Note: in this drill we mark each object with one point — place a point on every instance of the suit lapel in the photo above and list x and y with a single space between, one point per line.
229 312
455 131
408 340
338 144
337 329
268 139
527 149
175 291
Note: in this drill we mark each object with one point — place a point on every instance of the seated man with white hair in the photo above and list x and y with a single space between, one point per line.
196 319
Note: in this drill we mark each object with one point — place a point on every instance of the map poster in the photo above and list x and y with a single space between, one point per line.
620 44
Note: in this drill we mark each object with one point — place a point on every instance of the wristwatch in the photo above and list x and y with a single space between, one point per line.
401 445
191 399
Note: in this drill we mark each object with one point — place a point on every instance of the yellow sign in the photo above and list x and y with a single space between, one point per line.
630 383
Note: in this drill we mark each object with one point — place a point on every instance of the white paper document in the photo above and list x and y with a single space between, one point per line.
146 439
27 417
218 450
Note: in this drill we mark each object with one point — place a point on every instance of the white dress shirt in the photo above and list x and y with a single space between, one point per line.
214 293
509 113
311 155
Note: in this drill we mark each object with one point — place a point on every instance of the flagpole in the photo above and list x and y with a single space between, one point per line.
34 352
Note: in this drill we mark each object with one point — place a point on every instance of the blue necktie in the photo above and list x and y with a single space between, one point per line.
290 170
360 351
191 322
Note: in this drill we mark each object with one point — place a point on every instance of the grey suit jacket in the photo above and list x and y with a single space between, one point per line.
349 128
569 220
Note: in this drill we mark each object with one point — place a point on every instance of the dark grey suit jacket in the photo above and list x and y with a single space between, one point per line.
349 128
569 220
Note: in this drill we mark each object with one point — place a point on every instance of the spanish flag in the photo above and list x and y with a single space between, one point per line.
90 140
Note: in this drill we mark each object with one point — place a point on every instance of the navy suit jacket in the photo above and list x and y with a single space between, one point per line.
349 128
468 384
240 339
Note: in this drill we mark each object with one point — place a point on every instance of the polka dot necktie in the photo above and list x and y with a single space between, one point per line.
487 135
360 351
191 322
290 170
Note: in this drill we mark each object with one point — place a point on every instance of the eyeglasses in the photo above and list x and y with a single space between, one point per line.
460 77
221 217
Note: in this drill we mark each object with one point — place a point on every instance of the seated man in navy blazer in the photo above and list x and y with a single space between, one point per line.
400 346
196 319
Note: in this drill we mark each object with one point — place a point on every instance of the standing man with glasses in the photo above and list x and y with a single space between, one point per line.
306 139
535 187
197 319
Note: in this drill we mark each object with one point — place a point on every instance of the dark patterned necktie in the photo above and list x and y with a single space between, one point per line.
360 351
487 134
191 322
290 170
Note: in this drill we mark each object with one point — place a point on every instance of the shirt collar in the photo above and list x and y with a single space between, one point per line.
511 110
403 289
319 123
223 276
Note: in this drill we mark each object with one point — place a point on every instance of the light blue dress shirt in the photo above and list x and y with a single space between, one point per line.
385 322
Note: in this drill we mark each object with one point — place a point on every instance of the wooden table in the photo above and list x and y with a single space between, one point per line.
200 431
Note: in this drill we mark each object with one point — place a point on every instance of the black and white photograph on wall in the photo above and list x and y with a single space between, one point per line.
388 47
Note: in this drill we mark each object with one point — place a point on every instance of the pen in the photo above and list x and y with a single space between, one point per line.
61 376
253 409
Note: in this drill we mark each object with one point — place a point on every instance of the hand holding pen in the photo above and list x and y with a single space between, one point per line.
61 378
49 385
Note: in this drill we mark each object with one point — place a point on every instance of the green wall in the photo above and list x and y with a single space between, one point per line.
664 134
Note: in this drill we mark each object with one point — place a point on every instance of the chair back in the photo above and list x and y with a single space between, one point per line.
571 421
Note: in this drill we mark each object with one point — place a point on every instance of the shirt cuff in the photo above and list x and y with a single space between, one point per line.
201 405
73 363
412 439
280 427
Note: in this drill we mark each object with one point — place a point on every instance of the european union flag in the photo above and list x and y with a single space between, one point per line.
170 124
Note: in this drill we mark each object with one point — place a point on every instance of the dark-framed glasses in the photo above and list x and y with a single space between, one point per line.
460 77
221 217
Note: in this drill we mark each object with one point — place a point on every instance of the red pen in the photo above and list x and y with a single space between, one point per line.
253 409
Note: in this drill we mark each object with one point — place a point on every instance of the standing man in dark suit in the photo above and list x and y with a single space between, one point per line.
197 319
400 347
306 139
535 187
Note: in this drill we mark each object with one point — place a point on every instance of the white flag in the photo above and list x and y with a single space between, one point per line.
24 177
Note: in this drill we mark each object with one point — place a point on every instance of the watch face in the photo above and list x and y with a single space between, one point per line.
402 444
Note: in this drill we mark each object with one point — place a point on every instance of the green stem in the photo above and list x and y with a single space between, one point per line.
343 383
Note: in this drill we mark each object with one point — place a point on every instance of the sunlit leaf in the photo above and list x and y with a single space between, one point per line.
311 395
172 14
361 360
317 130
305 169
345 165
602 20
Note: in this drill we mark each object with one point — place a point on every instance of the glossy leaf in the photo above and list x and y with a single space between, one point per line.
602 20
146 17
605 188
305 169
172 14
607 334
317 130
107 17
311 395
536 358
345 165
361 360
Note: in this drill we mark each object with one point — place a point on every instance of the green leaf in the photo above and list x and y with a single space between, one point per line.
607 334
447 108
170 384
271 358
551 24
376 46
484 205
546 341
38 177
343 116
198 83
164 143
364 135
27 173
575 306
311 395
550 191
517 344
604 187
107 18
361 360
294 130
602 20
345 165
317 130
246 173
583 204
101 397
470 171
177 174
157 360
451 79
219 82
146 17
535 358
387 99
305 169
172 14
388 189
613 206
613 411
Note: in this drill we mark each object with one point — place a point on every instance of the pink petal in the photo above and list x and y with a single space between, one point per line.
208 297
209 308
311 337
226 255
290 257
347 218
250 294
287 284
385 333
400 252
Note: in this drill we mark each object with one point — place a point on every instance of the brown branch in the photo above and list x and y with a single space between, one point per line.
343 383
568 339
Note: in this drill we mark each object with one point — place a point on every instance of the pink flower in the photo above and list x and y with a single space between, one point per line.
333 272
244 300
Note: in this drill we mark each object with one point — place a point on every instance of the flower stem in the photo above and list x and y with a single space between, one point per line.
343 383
= = = = =
Line by line, write out the records above exactly.

Note: in this drill we mark each object with one point — place a point on every instance of the suit lapel in the photo above and list x and y with a single space between, one point per line.
229 312
455 131
408 340
338 144
337 329
268 139
527 149
175 291
Note: in this drill we mark each object with one point — place a point on every instance of the seated man with white hair in the photo above and list x and y with a single space between, one point per line.
196 319
Note: in this drill we mark each object with one point — place a point on every instance of the map poster in the photo above and list x and y with a single space between, one point per line.
620 44
Note: in this drill we mark each object with one point — place a point on every instance of the wristwatch in the photo above and list x and y with a single space between, one point per line.
401 445
191 399
Note: in this drill we mark each object with one point — place a point on every instance of the yellow sign in the photo above and list x and y with a single space between, one point per line.
630 383
Note: in this drill we mark each object with one point — place a point on every instance of the white paper document in the photo above and list x and y with a single space between, one point per line.
146 439
27 417
218 450
Note: in this drill we mark each object with one point — place a point on every instance of the white dress shirt in the photo above and list x and y with a single space between, one point per line.
214 293
509 113
311 155
Note: in this drill we mark each object with one point — place a point on every instance of the flagpole in the photo above and list x and y with a single space between, one point per line.
34 352
Note: in this drill we mark each object with one point — place a point on every instance of the blue necktie in the photo above and list x and y with a single space between, one point per line.
290 170
360 351
191 322
Note: in this drill we mark each object with one point — place a point on every instance of the grey suit jacket in the photo above and list x and y with a single space between, one point per line.
349 128
569 220
Note: in this drill we mark each object with one point — place a point on every instance of the dark grey suit jacket in the photo above and list x and y with a single space between, one point per line.
349 128
569 220
Note: in this drill we mark each object with one point — place a point on every instance of the spanish flag in the photo above and list x and y with a single space between, one point per line.
90 140
Note: in this drill we mark each object with one point — place a point on every instance of the navy suit jacket in the photo above and list x and y with a single space between, one point per line.
349 128
468 384
240 339
Note: in this drill we mark each object with one point — place a point on every instance of the polka dot necktie in the photo above and list x and y with a single space between, one point per line.
487 135
360 351
191 322
290 170
Note: in this drill we mark each object with one point — place a point on every instance of the eyeglasses in the photo above and list x and y with a single space between, one point per line.
460 77
221 217
Note: in this drill we mark each object with one point — place a point on every instance of the seated man in navy blazer in the photo above and list x and y with a single space between, one point per line.
400 346
196 319
Note: in this drill we mark each object with one point — place a point on every instance of the standing man with glasses in the photo above and list x and y with a single space between, one point per line.
306 139
535 187
197 319
Note: in this drill we mark each object with one point — place a point on every instance of the dark patterned necktie in the photo above and list x and y with a single space between, one point per line.
360 351
487 134
191 322
290 170
Note: in this drill we mark each object with one point — place a point on every instance of the shirt collar in the photo above and list x and y with a single space between, one point per line.
511 110
403 289
319 123
223 276
Note: in this drill we mark each object with one point — place a point on every instance of the light blue dress shirt in the photo above and list x and y with a single space between, one point per line.
385 322
Note: in this drill we mark each object with one point — place a point on every instance of the wooden table in the photo above and list x and y with a single space between, one point per line.
200 431
Note: in this drill we mark each object with one point — place a point on every instance of the black and white photograph on wall in the photo above and list x and y with a single space between, one point per line.
388 47
Note: in this drill we mark each object with one point — place a point on every instance of the pen in the photo above and list x and y with a single space between, one point per line.
61 376
253 409
Note: in this drill we mark each object with one point — place a point on every instance of the hand holding pen in the photo above and list x and y with a single space between, one point per line.
61 378
49 385
Note: in this drill we mark each object with one point — place a point on every instance of the green wall in the photo above and list x and y with a single space between, one point per line.
664 134
Note: in this drill we mark each object with one point — place a point on every instance of the chair back in the photo above and list x and y with a single space between, one point per line.
571 421
Note: in this drill we mark each object with one point — place a point on every instance of the shirt cuff in the photo above and list x and y with a single space between, one point per line.
201 405
73 363
412 439
280 427
Note: in this drill we mark each object with one point — place a point on every instance of the european union flag in the photo above and list x and y with a single space between, one point per line.
170 124
Note: in this drill we mark each object with one point — place a point on every instance of the dark-framed glasses in the photo above and list x and y with a single space between, one point per line.
460 77
221 217
Note: in this drill we mark each object with one point — place a point on every instance of the red pen in the photo above and list x and y with a single space between, one point per line.
253 409
Note: in this drill we mark each object with one point — place a point on every instance of the standing man in dark suit in the photo above and list x and y with a single space between, one point per line.
197 319
400 347
306 139
535 187
Note: in this drill we mark each object with one point — place a point on every instance of the white flag in the photo above and list x and y with a single space between, one point per line.
24 177
Note: in this drill we mark each object with one point — place a point on every instance of the watch face in the photo above and list x and y with a single space between, one point per line.
402 444
Note: in this drill we mark each object with one point — place a point on every instance of the green stem in the photo above and list x and y with a single space between, one point per line.
343 383
Note: in this drill we mark each object with one point — place a point on every instance of the sunlit leaf in the photo above and list x and y with a single space between, one point per line.
311 395
172 14
361 360
317 130
305 169
345 165
602 20
Note: in this drill we mark each object with one point — place a point on every instance of the glossy leaf in the photo above and list x and y with a single space between, one point per line.
602 20
146 17
605 188
305 169
172 14
607 334
317 130
107 17
311 395
536 358
345 165
361 360
Note: in this drill we mark each object with one point — place a point on every instance of the green leaf in the photo above and list x and y with a single space between, one point per line.
607 334
447 108
170 384
271 358
551 24
376 46
484 205
546 341
38 177
343 116
198 83
164 143
364 135
27 173
575 306
311 395
550 191
517 344
604 187
107 18
361 360
294 130
602 20
345 165
317 130
246 173
583 204
101 397
470 171
177 174
157 360
451 79
219 82
146 17
535 358
387 99
305 169
172 14
388 189
613 206
613 411
Note: in this drill we mark each object with one point — place a point on every instance of the pink petal in the photo above and list x and y with a single space between, one point per line.
208 297
209 308
311 337
226 255
290 257
347 218
250 294
287 284
385 333
400 252
Note: in this drill we mark each object with one point — place a point on every instance of the brown branch in the photo above and list x and y with a single space between, one point per line.
343 383
568 339
Note: in this drill we mark each object with one point — place a point on every instance of the pink flower in the photo above and list x and y with a single space between, one point per line.
333 272
244 300
Note: in this drill we mark each object with one point — place a point on every instance of the flower stem in the photo above and list x and y with a single space between, one point per line.
343 383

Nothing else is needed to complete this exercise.